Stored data

++++++++

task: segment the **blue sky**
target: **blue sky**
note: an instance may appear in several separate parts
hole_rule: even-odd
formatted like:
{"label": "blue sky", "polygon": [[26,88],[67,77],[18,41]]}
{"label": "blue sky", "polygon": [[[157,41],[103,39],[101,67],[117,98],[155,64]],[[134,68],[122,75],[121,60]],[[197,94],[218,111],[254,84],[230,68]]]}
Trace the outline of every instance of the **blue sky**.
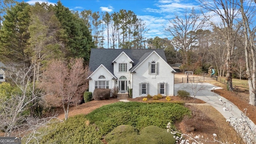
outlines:
{"label": "blue sky", "polygon": [[[45,2],[54,4],[57,1],[24,1],[32,5],[36,2]],[[179,15],[184,13],[186,8],[189,10],[193,7],[199,9],[200,4],[197,0],[62,0],[61,2],[70,10],[78,11],[91,10],[92,12],[107,11],[111,14],[122,9],[130,10],[134,12],[137,18],[143,20],[146,23],[146,28],[150,29],[144,35],[147,38],[154,38],[156,36],[166,37],[164,30],[164,26],[168,24],[169,20],[173,19],[175,14]]]}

++++++++

» **WORK INSTRUCTIONS**:
Repeat every one of the lines above word for word, leaving out the pictures.

» **SOLVED EXERCISE**:
task: segment the **blue sky**
target: **blue sky**
note: an instance may appear in several separate parts
hole_rule: even-odd
formatted like:
{"label": "blue sky", "polygon": [[26,88],[67,77],[18,41]]}
{"label": "blue sky", "polygon": [[[157,41],[103,39],[101,67],[117,98],[155,64]],[[134,68],[122,75],[121,60]],[[197,94],[218,111],[254,84],[230,68]]]}
Trace the outline of every instance of the **blue sky**.
outlines:
{"label": "blue sky", "polygon": [[[45,2],[54,4],[57,1],[24,1],[32,5],[36,2]],[[179,15],[184,13],[186,8],[189,10],[193,7],[199,9],[200,4],[197,0],[62,0],[61,2],[70,10],[78,11],[91,10],[92,12],[107,11],[111,14],[122,9],[130,10],[134,12],[137,18],[143,20],[146,23],[146,28],[150,29],[144,35],[147,38],[154,38],[156,36],[166,37],[164,30],[164,26],[168,24],[169,20],[173,19],[175,14]]]}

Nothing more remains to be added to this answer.